**PROBLEM DESCRIPTION:** Reproduce the items from the line containing "Highlight white snow surface." through the line containing "[122,122,137,132]", changing every "Highlight" to "Outline" and leaving everything else unchanged.

**ITEMS:**
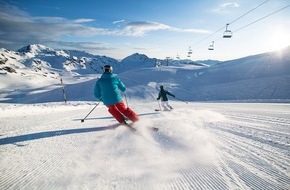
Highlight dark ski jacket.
[157,89,175,102]
[94,72,126,105]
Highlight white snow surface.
[0,46,290,190]
[0,101,290,190]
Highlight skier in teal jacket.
[157,85,175,111]
[94,65,139,123]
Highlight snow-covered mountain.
[0,44,290,103]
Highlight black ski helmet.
[103,65,113,73]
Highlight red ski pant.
[107,101,139,123]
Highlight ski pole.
[81,102,100,123]
[124,93,129,107]
[175,97,188,104]
[155,100,161,111]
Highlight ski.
[122,122,159,132]
[122,122,137,132]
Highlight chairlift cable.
[193,0,270,46]
[235,5,290,32]
[228,0,270,25]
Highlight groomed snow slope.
[0,99,290,190]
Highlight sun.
[266,28,290,50]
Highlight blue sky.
[0,0,290,60]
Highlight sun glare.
[267,28,290,50]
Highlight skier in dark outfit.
[157,85,175,111]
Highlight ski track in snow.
[0,102,290,190]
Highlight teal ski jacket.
[157,89,175,102]
[94,72,126,105]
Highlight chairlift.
[187,46,192,54]
[208,41,214,50]
[223,24,233,38]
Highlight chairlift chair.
[223,24,233,38]
[187,46,192,54]
[208,41,214,50]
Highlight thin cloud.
[113,20,125,24]
[122,21,209,36]
[213,3,240,13]
[0,3,207,49]
[73,18,95,23]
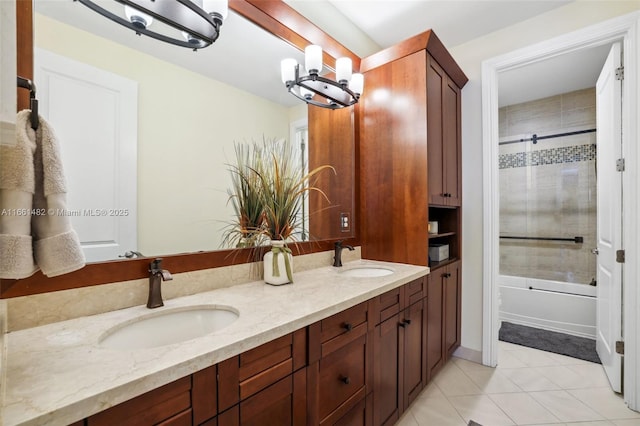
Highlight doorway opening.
[498,85,609,363]
[482,10,640,410]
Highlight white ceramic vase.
[262,240,293,285]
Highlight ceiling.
[284,0,571,56]
[35,0,606,110]
[284,0,609,106]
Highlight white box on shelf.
[429,244,449,262]
[427,221,438,234]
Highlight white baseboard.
[453,346,482,364]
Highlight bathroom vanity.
[3,260,448,425]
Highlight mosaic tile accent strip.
[498,144,596,169]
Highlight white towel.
[0,111,38,279]
[0,110,85,278]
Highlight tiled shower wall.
[499,88,596,283]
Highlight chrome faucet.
[333,241,355,267]
[147,259,173,309]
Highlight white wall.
[34,14,292,256]
[448,0,640,351]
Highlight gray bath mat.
[499,322,601,364]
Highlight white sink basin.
[341,266,394,278]
[100,306,239,349]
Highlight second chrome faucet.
[147,259,173,309]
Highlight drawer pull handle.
[398,319,411,328]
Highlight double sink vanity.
[2,260,429,425]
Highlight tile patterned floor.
[398,342,640,426]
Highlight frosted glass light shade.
[124,6,153,28]
[336,58,352,83]
[300,87,315,99]
[304,44,322,73]
[349,73,364,95]
[280,58,298,84]
[202,0,229,20]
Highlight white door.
[35,49,138,262]
[596,43,622,392]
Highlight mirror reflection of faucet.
[333,241,355,267]
[118,250,145,259]
[147,258,173,309]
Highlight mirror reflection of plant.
[255,140,335,241]
[224,139,335,248]
[223,142,264,248]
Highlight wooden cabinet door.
[443,261,462,357]
[427,269,444,380]
[373,313,403,425]
[400,299,427,411]
[442,76,462,206]
[427,55,462,206]
[427,55,447,206]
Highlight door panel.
[596,44,622,392]
[35,49,138,262]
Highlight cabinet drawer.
[218,329,307,411]
[376,287,402,324]
[404,277,427,307]
[319,334,367,419]
[87,377,191,426]
[320,302,367,343]
[157,410,193,426]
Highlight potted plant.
[227,139,335,285]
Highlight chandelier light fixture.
[280,45,364,109]
[76,0,229,50]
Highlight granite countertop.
[2,260,429,425]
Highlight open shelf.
[429,257,460,272]
[429,232,456,240]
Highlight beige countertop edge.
[2,260,429,425]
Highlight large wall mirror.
[3,0,356,298]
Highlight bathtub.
[499,275,596,339]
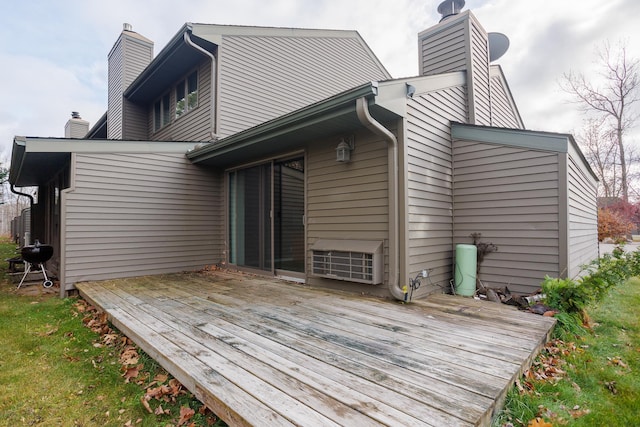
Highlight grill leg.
[16,262,31,289]
[40,263,53,288]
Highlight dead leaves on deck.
[74,299,218,427]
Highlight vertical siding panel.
[63,154,224,289]
[219,36,387,137]
[453,141,561,293]
[306,129,393,296]
[567,144,598,277]
[491,74,523,129]
[407,86,466,296]
[418,19,467,75]
[107,31,153,139]
[470,19,491,126]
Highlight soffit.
[9,137,197,187]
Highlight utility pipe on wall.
[9,184,35,246]
[356,97,407,301]
[184,31,218,141]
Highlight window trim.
[153,90,172,133]
[173,69,200,120]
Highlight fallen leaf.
[120,347,140,365]
[178,406,196,426]
[122,364,144,383]
[38,328,58,337]
[140,396,153,414]
[153,374,169,383]
[527,418,553,427]
[569,405,591,418]
[604,381,618,394]
[607,356,628,368]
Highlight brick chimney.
[64,111,89,139]
[107,23,153,139]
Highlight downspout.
[9,184,34,246]
[184,31,218,141]
[356,97,407,301]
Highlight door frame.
[223,150,308,283]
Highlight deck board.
[77,272,553,426]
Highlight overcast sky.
[0,0,640,166]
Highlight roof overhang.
[451,122,598,181]
[187,72,464,167]
[9,136,197,187]
[187,82,384,167]
[124,23,217,103]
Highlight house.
[10,3,598,299]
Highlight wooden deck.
[77,272,554,426]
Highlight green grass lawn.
[494,278,640,427]
[0,239,222,426]
[0,239,640,427]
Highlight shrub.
[598,209,634,243]
[542,276,594,313]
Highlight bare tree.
[561,42,640,201]
[575,118,620,197]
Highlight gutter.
[356,97,407,301]
[9,184,34,246]
[184,31,218,141]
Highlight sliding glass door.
[228,157,305,274]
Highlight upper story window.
[153,93,171,131]
[176,71,198,119]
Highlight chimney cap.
[438,0,465,22]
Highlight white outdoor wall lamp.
[336,137,355,163]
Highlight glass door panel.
[273,158,305,273]
[229,164,272,271]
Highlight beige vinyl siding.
[419,22,467,75]
[567,144,598,277]
[467,19,491,126]
[147,60,212,141]
[454,141,564,293]
[122,99,149,141]
[306,131,389,296]
[406,86,466,297]
[218,36,387,137]
[491,74,523,129]
[63,154,224,289]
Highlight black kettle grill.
[18,240,53,289]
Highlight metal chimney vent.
[438,0,464,22]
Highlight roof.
[9,136,197,187]
[451,122,599,181]
[124,23,391,102]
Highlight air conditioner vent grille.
[312,240,382,285]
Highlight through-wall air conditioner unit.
[311,239,384,285]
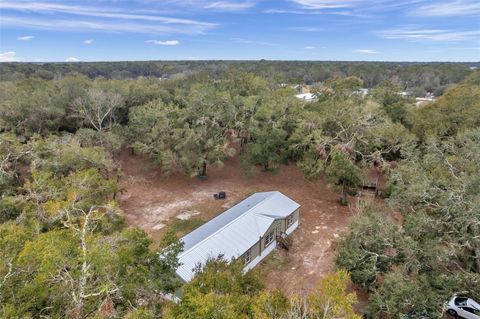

**TASK ANSWER:**
Outline white snow surface.
[0,46,290,190]
[0,101,290,190]
Outline skier in teal jacket.
[157,85,175,111]
[94,65,139,123]
Outline snow-covered mountain.
[0,44,290,103]
Outline black ski helmet.
[103,65,113,73]
Outline red ski pant.
[107,101,139,123]
Outline ski pole.
[81,102,100,123]
[124,93,129,107]
[175,97,188,104]
[155,100,161,111]
Outline ski.
[122,122,159,132]
[122,122,137,132]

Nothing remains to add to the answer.